PROBLEM DETAILS =
Print out the material that follows word for word.

DATA FOR PROCESSING =
——————————
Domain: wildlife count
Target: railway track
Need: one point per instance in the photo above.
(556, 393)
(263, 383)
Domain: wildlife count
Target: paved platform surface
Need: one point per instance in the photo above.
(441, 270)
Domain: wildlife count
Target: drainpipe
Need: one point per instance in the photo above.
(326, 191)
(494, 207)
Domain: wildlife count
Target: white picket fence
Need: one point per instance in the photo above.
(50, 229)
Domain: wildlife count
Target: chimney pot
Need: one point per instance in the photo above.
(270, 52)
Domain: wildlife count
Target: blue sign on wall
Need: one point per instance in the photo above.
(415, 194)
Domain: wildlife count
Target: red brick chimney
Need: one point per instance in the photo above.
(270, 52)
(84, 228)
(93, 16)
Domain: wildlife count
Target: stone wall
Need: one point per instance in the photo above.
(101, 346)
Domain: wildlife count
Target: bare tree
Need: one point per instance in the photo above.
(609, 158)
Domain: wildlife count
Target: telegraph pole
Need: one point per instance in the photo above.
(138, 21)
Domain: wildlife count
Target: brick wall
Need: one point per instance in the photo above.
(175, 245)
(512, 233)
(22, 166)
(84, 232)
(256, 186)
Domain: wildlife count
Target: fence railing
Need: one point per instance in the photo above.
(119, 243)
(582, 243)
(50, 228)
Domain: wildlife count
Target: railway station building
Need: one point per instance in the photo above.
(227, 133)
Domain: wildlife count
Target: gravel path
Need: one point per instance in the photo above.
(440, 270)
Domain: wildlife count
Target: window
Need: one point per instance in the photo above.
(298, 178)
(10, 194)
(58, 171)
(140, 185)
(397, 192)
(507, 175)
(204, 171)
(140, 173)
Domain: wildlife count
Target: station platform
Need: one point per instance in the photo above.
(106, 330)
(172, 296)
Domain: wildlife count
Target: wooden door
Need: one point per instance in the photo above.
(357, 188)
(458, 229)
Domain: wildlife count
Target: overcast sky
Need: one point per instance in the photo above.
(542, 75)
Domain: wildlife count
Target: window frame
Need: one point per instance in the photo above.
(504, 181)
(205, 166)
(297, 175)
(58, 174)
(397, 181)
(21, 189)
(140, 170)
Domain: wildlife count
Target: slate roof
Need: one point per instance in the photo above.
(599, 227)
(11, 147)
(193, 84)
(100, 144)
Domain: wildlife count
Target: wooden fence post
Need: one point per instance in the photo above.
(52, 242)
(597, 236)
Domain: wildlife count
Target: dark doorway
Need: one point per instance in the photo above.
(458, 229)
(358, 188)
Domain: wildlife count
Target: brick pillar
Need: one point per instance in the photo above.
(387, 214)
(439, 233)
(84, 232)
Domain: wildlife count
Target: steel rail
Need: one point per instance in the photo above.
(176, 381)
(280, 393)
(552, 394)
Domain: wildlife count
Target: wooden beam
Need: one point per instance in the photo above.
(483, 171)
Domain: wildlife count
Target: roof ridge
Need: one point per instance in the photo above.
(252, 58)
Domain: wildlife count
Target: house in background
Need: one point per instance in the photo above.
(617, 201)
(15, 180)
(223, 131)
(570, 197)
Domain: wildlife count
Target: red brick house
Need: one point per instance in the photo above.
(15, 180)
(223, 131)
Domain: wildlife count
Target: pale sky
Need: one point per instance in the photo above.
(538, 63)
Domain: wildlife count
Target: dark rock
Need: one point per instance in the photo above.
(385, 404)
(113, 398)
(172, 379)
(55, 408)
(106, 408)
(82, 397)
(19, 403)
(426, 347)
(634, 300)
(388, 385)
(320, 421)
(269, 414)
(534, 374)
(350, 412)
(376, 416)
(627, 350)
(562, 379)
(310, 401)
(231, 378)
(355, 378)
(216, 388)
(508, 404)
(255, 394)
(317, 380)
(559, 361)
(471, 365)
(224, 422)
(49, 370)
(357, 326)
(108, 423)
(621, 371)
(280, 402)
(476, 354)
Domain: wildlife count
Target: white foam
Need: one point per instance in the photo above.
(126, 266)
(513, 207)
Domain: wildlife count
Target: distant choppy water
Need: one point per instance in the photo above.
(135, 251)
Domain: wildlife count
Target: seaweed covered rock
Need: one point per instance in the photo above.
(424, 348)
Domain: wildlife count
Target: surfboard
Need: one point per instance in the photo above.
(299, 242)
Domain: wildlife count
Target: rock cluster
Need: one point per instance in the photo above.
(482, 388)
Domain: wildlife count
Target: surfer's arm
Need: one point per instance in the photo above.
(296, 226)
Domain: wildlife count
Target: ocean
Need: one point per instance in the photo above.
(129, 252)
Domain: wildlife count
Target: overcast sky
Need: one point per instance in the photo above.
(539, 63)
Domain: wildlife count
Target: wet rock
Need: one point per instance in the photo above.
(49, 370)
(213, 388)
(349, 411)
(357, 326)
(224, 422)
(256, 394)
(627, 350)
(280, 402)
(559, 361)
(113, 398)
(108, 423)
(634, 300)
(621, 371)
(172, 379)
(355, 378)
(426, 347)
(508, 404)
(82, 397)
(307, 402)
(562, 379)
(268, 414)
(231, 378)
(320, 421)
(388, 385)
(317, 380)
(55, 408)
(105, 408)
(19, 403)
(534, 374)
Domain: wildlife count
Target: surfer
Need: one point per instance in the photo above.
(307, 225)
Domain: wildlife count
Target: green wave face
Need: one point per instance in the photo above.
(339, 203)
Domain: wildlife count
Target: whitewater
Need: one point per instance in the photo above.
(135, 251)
——————————
TASK SOLUTION =
Domain: wildlife count
Target: railway track
Need: one point per instance in the photo above.
(556, 393)
(263, 383)
Domain: wildlife count
Target: paved platform surface
Need: one point per instance in the photo above.
(441, 270)
Domain: wildlife count
Target: drainpipe
Need: one point per instance in the photo above.
(326, 191)
(494, 207)
Domain: wildlife count
Target: white picket fence
Need: one point per instance in the photo above.
(50, 229)
Domain: wildlife count
Target: chimney pot
Need: one point per instance in the photo above.
(270, 52)
Domain: wildlife count
Target: blue sign on wall
Need: one point per instance in the photo above.
(415, 194)
Domain: wildlife count
Target: red brick chimney
Need: one point per instance in the photo above.
(270, 52)
(84, 228)
(93, 16)
Domain: wildlife count
Target: stone wall
Need: one point per instance in the photo above.
(101, 346)
Domain: wildlife count
Target: bare tree
Need: one point per instance in the photo above.
(609, 158)
Domain: wildlife count
Target: telegraph pole
Need: one point per instance in the photo above.
(138, 21)
Domain: wildlife count
Target: brick wall
Need: one point per instance in the photo above.
(175, 245)
(512, 233)
(22, 166)
(84, 232)
(256, 186)
Domain: wildlife count
Target: fence railing
Need: one point per instance in the photo above.
(119, 243)
(582, 243)
(50, 228)
Domain: wildlife count
Target: railway station building
Need: one point per instance in the photo above.
(227, 133)
Domain: wildlife count
Target: gravel path
Need: one point per instance in the photo above.
(440, 270)
Domain: wildlife count
Target: window
Need: one point per instance in the photo above.
(298, 178)
(10, 194)
(58, 171)
(140, 185)
(397, 192)
(507, 175)
(204, 171)
(140, 173)
Domain: wildlife count
Target: station platform
Need: one point per instance in the photo above.
(106, 330)
(172, 296)
Domain: wildlife count
Target: wooden door
Need: one point per instance in the photo above.
(357, 188)
(458, 229)
Domain: wildlife count
Target: overcast sky
Need: one point per instance in the photo above.
(542, 75)
Domain: wildlife count
Target: window frame
Need: one point per instance in the photo above.
(504, 181)
(205, 166)
(297, 175)
(58, 174)
(397, 181)
(21, 189)
(140, 170)
Domain: wildlife count
Target: slate roof
Need: one point per instance in the photo above.
(599, 227)
(11, 147)
(193, 84)
(100, 144)
Domain: wildlife count
Target: wooden fence post
Need: one point per instance in the photo above.
(52, 242)
(597, 236)
Domain: wildlife count
Target: dark doorway
Need: one point per instance in the photo above.
(458, 229)
(358, 188)
Domain: wildlife count
Target: brick pillar
Need: one point per instance in the photo above.
(387, 214)
(439, 233)
(84, 232)
Domain: wildlife count
Target: steel rail
Need: one point per instance in the photo above.
(176, 381)
(280, 393)
(552, 394)
Domain: wildlife count
Target: wooden beam
Need: one point per instance in the photo above.
(483, 171)
Domain: wildlife count
Target: roof ridge
Need: one point per instance in the photo above.
(252, 58)
Domain: wildlife count
Target: house in background
Need: one point per instance in the photo above.
(617, 201)
(15, 180)
(223, 131)
(570, 197)
Domain: wildlife count
Target: red brick house
Need: one point per instance in the photo above.
(15, 180)
(223, 131)
Domain: wildlife count
Target: pale sky
Need: one point per instance in the photo above.
(538, 63)
Domain: wildlife count
Target: dark rock
Need: one point per instance in the photo above.
(385, 404)
(113, 398)
(172, 379)
(55, 408)
(106, 408)
(82, 397)
(19, 403)
(426, 347)
(634, 300)
(388, 385)
(320, 421)
(269, 414)
(534, 374)
(350, 412)
(376, 416)
(627, 350)
(562, 379)
(310, 401)
(231, 378)
(355, 378)
(216, 388)
(508, 404)
(255, 394)
(317, 380)
(559, 361)
(471, 365)
(224, 422)
(49, 370)
(357, 326)
(108, 423)
(621, 371)
(280, 402)
(476, 354)
Domain: wildlife count
Target: white foam
Need: one point per instance in the photo above.
(126, 266)
(513, 207)
Domain: wildlife count
Target: distant choppy water
Need: one point per instance in the photo above.
(135, 251)
Domain: wildlife count
Target: seaweed covered rock
Need: one point per instance in the photo above.
(424, 348)
Domain: wildlife count
Target: surfboard
Need: one point per instance in the photo above.
(299, 242)
Domain: wildlife count
Target: rock cluster
Need: one point per instance in the photo above.
(482, 388)
Domain: wildlife count
Target: surfer's arm
Need: one point per instance in the photo above.
(296, 226)
Domain: wildlife count
Target: ocean
Need: one point per instance in the photo above.
(129, 252)
Domain: wildlife count
Target: overcast sky
Need: one point per instance in the photo above.
(539, 63)
Domain: wildlife count
Target: wet rock
Need: one point per instance in the photo above.
(49, 370)
(213, 388)
(349, 411)
(357, 326)
(224, 422)
(256, 394)
(627, 350)
(280, 402)
(559, 361)
(113, 398)
(108, 423)
(634, 300)
(621, 371)
(172, 379)
(355, 378)
(426, 347)
(508, 404)
(82, 397)
(307, 402)
(562, 379)
(268, 414)
(231, 378)
(320, 421)
(388, 385)
(317, 380)
(55, 408)
(105, 408)
(19, 403)
(534, 374)
Domain: wildlife count
Target: surfer
Need: one point per instance in the photo above.
(307, 225)
Domain: wildlife count
Target: green wave face
Need: one point per instance in the photo above.
(339, 203)
Domain: wildlife count
Target: whitewater
Need: one point per instance in the photo above.
(135, 251)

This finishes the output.